Given exercise:
Return, word for word, the stretch of the records below from the line containing "Sample: x=568, y=74." through the line containing "x=789, y=431", with both of those lines included.

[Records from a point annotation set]
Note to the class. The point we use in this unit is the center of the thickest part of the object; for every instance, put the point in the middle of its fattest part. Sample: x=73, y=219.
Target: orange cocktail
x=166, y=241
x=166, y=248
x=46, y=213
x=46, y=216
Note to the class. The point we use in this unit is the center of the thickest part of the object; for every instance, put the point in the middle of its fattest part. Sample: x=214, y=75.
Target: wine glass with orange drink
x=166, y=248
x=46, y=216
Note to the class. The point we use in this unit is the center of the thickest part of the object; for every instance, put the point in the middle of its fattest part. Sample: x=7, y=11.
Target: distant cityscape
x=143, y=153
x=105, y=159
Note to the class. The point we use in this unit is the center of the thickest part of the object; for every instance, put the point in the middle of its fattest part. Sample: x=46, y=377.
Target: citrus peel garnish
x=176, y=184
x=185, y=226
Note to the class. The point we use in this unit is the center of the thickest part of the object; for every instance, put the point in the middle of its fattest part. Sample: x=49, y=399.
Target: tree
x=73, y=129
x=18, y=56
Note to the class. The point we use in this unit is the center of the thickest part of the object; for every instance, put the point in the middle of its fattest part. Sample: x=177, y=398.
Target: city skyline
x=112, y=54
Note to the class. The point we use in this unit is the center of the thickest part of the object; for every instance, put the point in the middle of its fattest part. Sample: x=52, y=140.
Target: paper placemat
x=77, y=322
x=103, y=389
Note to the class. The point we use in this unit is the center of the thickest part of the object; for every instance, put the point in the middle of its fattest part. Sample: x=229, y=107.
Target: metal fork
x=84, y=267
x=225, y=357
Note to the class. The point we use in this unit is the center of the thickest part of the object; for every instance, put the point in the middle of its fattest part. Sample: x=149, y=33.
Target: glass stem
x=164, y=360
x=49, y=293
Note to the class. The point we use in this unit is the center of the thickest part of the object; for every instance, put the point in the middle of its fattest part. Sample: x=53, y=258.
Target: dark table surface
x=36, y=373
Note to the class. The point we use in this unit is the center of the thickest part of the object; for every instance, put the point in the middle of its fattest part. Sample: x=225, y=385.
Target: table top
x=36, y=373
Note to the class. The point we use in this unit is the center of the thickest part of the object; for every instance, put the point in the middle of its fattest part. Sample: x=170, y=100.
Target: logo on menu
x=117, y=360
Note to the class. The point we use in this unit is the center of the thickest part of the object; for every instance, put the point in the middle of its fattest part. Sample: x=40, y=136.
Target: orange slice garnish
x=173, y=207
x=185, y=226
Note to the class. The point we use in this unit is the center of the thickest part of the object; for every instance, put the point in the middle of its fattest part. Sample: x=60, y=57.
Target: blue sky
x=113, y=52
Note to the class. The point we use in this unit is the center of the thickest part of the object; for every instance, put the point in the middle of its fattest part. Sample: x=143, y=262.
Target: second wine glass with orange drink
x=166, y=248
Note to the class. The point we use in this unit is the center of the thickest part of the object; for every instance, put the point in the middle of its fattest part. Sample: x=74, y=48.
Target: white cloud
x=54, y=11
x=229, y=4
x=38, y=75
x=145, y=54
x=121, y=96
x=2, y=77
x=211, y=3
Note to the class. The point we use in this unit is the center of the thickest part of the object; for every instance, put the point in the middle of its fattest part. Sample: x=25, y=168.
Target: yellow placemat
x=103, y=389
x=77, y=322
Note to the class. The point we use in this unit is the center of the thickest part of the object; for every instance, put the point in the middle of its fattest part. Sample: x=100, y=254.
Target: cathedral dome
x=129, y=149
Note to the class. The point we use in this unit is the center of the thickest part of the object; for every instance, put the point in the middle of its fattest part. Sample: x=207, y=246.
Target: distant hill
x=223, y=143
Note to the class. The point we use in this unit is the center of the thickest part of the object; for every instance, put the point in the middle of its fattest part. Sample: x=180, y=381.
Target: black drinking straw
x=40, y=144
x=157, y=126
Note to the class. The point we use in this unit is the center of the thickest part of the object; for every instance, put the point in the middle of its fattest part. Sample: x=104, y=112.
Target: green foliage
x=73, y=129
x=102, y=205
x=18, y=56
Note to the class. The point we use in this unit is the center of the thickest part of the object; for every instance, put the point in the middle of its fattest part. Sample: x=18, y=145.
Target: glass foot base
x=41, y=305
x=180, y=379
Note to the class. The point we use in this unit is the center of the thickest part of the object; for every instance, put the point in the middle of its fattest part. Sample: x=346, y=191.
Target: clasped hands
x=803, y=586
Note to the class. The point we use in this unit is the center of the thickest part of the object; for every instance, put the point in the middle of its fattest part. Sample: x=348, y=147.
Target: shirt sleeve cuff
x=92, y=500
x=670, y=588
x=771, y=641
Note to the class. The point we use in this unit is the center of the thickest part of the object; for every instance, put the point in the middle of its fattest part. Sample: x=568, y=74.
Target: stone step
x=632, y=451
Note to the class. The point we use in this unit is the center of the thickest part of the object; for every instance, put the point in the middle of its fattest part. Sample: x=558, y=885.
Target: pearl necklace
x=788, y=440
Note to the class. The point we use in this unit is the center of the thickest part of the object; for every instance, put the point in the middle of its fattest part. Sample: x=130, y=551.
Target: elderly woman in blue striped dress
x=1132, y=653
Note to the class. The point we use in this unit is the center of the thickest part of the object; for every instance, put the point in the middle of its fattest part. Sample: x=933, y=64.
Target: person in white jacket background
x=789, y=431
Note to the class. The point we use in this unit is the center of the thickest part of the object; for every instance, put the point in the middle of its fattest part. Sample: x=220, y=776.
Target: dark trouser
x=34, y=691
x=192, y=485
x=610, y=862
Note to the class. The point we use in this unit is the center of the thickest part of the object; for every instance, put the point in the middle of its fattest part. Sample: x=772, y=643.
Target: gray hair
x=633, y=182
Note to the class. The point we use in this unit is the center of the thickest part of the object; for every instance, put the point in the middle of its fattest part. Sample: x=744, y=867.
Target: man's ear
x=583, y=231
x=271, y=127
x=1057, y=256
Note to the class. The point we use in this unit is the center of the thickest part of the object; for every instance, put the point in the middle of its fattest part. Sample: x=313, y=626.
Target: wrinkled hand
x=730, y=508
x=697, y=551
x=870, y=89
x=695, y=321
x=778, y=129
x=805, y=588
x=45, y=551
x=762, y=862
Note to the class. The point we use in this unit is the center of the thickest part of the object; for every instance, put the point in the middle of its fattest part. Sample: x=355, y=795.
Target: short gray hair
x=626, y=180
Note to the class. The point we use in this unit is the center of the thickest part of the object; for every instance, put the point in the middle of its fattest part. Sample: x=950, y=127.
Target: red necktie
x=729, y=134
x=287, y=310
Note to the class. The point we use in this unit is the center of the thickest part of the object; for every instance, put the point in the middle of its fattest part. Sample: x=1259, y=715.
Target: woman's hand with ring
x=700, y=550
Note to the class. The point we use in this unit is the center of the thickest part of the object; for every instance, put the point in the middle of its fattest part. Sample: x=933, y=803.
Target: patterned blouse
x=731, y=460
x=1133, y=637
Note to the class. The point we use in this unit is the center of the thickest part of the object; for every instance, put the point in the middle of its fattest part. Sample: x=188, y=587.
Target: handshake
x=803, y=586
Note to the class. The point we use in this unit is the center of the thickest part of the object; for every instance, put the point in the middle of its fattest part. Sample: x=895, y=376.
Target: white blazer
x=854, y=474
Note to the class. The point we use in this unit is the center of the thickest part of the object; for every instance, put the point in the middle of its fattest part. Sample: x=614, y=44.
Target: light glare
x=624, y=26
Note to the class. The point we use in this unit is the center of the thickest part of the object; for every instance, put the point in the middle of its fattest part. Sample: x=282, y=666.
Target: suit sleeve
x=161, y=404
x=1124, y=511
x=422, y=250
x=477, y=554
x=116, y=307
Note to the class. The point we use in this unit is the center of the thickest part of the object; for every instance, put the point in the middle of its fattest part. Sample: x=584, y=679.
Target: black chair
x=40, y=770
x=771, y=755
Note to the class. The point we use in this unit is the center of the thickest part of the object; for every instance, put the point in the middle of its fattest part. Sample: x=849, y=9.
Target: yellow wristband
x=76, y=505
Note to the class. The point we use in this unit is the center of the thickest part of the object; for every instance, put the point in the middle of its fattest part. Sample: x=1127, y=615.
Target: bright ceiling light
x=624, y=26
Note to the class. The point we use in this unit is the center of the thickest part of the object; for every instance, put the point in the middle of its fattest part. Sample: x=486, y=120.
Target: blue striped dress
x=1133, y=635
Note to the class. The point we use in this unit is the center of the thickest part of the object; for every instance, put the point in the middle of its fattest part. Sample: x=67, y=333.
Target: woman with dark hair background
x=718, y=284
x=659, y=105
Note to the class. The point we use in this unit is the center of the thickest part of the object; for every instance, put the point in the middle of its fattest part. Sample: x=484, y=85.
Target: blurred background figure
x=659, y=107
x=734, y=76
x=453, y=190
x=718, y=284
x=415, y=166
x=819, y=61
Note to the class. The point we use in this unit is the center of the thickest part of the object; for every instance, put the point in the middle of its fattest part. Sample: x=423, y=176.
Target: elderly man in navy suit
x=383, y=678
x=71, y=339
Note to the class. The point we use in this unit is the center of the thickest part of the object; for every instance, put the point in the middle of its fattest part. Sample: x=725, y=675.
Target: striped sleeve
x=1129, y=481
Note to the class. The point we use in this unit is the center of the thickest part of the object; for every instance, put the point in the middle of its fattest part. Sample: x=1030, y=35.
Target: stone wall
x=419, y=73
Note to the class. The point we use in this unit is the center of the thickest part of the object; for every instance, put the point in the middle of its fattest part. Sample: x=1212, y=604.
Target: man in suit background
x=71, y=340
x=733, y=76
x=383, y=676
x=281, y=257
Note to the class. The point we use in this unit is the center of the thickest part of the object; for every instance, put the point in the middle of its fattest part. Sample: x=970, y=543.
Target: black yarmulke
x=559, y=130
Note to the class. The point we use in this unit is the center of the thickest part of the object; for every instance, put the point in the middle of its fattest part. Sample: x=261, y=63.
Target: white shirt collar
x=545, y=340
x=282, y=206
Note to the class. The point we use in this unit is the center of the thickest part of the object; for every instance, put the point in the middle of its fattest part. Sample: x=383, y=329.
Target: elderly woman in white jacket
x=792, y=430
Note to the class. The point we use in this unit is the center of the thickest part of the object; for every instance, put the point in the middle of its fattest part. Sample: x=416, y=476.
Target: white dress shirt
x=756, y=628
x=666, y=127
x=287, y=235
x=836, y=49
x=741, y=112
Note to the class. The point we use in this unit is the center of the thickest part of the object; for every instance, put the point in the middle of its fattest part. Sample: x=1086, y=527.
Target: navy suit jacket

Output of the exercise:
Note to the class. The point we use in this unit is the center of the thickest part of the object; for every instance, put the point in the middle of its fattest part. Sample: x=568, y=74.
Target: stone step
x=632, y=451
Note to the class. The point we use in this unit is the center of the thickest part of the object; for every instance, put the point in the middle of its fattest part. Sample: x=558, y=885.
Target: pearl necklace
x=788, y=440
Note to the class. The point we use in this unit is the center of the thickest part of the object; for every instance, put the point in the middle of its fattest part. Sample: x=130, y=551.
Target: elderly woman in blue striped dress
x=1132, y=653
Note to the class. The point we use in this unit is the center of the thickest part of the object; for every instance, put the point in the middle of its fattest part. Sample: x=933, y=64.
Target: person in white jacket background
x=789, y=431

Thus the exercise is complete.